▶ [PAGE EXCERPT]
[BEGIN]
# 1962 Starcraft Explorer TR15 Microskiff Build!!!!



## zachbrown93 (Dec 31, 2013)

If I do have to replace the transom which am pretty sure i am going to, maybe even stringers I am very unsure of what kin of fiber glasses to use. I know of fiberglass mat and of roven , and also know decks need about 6-8oz of mat but do they still need roven on top here is a idea of how I think a transom is done let me know if I am wrong.


----------



## joeeth (Nov 18, 2013)

I just rebuilt a river hawk b60 in Chattanooga. Where are you?


----------



## zachbrown93 (Dec 31, 2013)

Im up in Cookeville Tn about a 1/30 from nashville and 1/45 from knoxville. I got family in Dayton, TN pretty close to Chatt


----------



## PG350 (Jan 19, 2012)

I do not think you need fiberglass in between the two layers of marine ply but it wont hurt.  I sealed both front and back pieces of my transom  first, sanded them, then sandwiched them together using epoxy.  Only cut out the interior skin of your transom and leave the rear skin fully intact.  Then filet your transom using thickened epoxy.  Then glass it in using 8 inch wide tabs of glass.  I used 1708 fiberglass.  I then covered the wood with 2 layers of 1708.  My transom feels like it could hold a ton, very solid.   Here is my build if it helps at all.                                  http://www.microskiff.com/cgi-bin/yabb2/YaBB.pl?num=1378691948     I am very much an armature but learning everyday.


----------



## devrep (Feb 22, 2009)

check what this guy did with an old Explorer.


http://www.microskiff.com/cgi-bin/yabb2/YaBB.pl?action=print;num=1343616583


----------



## Shalla Wata Rider (Aug 14, 2013)

Zbrow that beast is too cool...google the closest divinycell  dealer and see if it is worth it to build it out of core . It is as easy as wood and will not rot ...PM me and I'll help you all I can ....Even though you get your corn from a jar


----------



## trplsevenz (Oct 29, 2012)

Advanced plastics is headquartered in Nashville. I get divinylcell from them regularly. Plenty of glass and ester resins also.


----------



## HialeahAngler (Dec 18, 2008)

> check what this guy did with an old Explorer.
> 
> 
> http://www.microskiff.com/cgi-bin/yabb2/YaBB.pl?action=print;num=1343616583


wow that is nice.


----------



## zachbrown93 (Dec 31, 2013)

Thanks a ton guys lots of help seems to be out there just got to ask . That is micro nuts build and actually my inspiration on this build a few differences though. And are guys talking about divinycell for the transom or bulk heads decks etc.


----------



## kfa4303 (Jun 25, 2012)

Awesome project! I love anything vintage/DIY. I converted an old '59 tin boat into a tiller skiff thingy running a '66 20hp Johnson and she works like a charm. Good luck. Keep us posted!


----------



## Enelson (Jul 20, 2012)

Nice choice Zbrow! Yes. The pics below are of my Explorer that I restored from the inside out down to stringers. A fun project and love the boat. The wide gunnel cap sold me and the beam will give you a lot of options to fit her out to meet your needs. I fished the hell out of it last summer. Only additions since my refit have been Lenco tabs which were necessary with the Johnson 50hp seahorse I hung on the transom. She will get a poling platform this spring.
[END]
▶ [GIVEN ENTRIES]
[BEGIN]
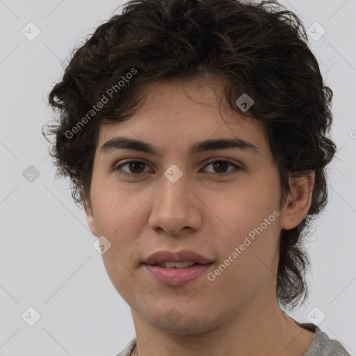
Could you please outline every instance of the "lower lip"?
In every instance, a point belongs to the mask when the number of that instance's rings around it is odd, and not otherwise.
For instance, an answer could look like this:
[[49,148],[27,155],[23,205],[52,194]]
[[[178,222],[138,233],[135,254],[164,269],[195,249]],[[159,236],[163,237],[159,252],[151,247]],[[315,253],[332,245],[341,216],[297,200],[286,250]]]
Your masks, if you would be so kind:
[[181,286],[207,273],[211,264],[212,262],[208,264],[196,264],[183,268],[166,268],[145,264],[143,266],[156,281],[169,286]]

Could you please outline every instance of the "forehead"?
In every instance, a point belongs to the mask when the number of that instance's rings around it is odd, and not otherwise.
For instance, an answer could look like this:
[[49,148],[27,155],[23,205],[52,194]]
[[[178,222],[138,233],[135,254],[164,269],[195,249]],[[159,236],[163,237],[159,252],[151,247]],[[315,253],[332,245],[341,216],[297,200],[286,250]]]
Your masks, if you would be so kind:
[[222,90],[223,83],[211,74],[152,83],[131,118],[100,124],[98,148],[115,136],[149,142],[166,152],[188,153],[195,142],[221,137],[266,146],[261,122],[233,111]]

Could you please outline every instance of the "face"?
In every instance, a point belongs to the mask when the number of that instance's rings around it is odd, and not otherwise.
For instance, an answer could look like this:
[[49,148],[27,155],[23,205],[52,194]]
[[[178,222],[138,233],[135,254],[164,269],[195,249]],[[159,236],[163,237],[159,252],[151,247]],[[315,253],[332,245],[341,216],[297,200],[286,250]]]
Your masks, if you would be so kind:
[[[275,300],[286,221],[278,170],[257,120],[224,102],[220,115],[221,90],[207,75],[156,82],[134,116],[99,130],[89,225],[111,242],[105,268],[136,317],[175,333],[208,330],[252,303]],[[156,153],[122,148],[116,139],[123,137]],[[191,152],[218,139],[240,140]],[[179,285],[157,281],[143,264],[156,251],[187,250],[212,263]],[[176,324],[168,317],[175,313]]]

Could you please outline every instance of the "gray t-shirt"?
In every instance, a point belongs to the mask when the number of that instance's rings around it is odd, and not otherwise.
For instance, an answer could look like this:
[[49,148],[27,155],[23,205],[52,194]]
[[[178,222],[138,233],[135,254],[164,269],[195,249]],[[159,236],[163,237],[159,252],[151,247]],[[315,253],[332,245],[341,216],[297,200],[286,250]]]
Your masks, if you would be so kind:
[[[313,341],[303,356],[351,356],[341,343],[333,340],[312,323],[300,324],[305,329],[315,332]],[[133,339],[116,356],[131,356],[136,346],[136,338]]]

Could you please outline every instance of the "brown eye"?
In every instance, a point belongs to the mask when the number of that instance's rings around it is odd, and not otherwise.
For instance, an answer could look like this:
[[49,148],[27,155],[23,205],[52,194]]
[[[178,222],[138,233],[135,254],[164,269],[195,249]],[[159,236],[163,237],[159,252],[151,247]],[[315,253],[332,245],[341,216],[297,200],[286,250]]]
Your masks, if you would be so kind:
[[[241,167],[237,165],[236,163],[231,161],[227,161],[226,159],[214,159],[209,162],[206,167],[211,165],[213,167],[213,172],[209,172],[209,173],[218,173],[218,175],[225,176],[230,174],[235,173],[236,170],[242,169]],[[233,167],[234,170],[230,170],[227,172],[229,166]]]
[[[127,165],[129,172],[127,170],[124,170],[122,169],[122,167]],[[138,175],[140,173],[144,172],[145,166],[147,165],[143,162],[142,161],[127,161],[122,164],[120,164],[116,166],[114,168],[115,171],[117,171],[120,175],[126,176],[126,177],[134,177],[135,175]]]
[END]
[BEGIN]
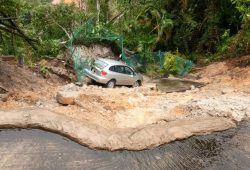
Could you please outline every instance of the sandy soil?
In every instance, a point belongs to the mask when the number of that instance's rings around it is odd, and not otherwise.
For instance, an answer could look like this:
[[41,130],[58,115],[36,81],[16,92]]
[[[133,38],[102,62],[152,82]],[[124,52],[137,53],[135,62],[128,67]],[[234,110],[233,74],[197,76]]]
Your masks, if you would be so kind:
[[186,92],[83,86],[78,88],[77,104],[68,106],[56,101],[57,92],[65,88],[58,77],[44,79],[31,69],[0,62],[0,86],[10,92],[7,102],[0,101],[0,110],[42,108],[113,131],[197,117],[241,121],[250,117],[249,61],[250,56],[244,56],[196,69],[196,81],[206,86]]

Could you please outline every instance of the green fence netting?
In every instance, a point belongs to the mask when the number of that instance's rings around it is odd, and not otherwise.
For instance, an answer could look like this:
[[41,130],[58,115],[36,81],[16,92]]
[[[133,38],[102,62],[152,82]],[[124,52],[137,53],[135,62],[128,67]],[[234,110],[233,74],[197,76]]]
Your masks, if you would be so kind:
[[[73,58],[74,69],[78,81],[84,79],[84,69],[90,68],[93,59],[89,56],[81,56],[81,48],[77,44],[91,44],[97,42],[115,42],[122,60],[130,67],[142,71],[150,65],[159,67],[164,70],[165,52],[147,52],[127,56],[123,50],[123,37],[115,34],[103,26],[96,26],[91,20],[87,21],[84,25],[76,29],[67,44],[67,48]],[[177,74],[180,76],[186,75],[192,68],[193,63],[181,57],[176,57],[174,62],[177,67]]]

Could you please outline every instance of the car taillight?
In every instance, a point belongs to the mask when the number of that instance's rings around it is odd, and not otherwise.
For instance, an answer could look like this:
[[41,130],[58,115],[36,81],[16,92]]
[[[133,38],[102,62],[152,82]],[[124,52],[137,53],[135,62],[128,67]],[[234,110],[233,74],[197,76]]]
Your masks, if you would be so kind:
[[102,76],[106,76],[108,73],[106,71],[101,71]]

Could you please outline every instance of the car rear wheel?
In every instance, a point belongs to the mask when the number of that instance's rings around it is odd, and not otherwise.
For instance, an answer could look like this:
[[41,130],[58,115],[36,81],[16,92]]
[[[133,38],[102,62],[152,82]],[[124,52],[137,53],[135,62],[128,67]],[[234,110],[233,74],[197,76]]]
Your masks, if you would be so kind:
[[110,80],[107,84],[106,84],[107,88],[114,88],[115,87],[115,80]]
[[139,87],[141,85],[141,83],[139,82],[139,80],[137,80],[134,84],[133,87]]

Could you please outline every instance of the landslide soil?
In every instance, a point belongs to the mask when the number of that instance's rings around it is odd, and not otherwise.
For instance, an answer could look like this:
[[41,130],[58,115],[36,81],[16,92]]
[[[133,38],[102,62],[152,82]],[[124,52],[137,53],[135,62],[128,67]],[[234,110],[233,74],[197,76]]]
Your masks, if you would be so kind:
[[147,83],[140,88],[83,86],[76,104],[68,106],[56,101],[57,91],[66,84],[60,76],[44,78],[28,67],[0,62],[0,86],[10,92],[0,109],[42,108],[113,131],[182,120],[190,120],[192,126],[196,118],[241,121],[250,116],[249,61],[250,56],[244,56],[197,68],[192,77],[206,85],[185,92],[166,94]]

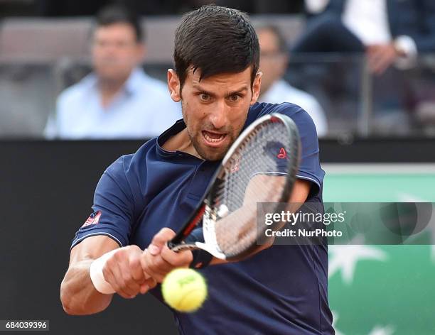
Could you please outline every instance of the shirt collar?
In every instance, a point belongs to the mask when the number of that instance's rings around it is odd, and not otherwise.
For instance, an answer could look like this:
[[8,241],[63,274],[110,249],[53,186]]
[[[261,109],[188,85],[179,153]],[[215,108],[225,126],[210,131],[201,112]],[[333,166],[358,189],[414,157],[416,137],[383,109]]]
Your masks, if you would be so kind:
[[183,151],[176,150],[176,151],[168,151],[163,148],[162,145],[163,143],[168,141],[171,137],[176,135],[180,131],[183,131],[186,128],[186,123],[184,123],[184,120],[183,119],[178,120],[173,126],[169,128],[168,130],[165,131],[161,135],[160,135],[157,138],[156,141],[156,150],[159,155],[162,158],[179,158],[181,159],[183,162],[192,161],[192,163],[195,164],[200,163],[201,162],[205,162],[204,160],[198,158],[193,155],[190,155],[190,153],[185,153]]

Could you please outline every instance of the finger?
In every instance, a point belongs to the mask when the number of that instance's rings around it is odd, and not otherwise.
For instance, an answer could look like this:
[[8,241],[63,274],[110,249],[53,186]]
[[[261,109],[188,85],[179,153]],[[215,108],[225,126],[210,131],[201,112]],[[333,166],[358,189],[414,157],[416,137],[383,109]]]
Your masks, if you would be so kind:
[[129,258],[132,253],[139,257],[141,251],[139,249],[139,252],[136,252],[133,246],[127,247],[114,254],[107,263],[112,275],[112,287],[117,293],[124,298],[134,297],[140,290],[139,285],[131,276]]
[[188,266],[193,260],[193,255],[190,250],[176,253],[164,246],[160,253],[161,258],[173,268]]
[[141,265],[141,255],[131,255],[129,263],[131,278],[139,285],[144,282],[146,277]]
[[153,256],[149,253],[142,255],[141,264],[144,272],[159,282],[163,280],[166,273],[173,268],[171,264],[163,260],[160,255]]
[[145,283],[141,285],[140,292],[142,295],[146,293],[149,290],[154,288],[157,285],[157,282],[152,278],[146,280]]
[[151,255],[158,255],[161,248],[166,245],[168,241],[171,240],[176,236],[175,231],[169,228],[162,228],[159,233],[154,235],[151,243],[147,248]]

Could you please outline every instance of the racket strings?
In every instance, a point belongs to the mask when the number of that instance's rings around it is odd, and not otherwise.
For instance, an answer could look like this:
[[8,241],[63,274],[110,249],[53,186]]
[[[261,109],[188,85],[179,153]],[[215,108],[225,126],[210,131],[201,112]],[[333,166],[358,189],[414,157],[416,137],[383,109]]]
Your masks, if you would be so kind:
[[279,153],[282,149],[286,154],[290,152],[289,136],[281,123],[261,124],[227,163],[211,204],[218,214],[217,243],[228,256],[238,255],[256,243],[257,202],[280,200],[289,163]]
[END]
[BEGIN]
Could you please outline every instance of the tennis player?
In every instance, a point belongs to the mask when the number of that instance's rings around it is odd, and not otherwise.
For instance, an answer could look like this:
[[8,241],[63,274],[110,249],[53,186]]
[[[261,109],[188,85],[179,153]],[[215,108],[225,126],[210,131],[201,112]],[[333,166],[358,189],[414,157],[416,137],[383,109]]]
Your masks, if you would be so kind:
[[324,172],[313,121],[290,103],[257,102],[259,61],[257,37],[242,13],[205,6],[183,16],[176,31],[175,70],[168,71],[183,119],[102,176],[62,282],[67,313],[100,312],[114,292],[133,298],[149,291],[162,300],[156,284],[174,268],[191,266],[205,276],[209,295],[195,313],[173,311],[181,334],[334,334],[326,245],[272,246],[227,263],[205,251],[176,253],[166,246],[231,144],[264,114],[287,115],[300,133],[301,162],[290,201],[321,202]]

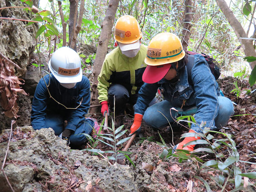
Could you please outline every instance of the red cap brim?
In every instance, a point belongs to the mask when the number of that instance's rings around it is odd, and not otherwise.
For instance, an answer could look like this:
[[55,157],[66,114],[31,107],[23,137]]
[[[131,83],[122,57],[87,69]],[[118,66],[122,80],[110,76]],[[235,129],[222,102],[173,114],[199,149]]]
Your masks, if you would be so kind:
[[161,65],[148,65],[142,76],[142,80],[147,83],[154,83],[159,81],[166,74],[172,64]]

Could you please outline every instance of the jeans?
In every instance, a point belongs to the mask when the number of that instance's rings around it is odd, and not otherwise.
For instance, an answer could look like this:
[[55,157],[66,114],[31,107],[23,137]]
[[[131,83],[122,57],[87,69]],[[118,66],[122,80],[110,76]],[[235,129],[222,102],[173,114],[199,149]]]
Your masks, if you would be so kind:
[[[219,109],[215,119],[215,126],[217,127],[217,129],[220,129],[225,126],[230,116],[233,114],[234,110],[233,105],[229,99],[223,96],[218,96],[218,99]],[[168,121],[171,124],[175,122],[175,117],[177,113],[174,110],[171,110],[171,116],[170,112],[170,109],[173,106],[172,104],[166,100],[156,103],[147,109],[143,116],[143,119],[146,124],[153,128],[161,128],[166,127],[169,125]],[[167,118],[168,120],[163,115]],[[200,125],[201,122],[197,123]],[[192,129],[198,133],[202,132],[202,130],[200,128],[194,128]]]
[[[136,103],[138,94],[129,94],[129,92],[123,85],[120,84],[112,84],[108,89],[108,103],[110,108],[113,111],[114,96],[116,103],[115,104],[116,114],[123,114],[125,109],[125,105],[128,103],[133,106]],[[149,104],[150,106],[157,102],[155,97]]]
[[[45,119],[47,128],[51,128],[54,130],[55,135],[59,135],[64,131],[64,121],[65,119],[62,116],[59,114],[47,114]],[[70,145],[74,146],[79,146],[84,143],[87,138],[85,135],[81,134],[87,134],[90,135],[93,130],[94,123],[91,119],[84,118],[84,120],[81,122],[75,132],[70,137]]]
[END]
▶ [WHAT THE EXERCISE ASKS] In the forum thread about the Starcraft Explorer build, what type of fiberglass did PG350 use on the transom? The data above has no connection to the forum thread.

▶ [EXPECTED OUTPUT] 1708 fiberglass.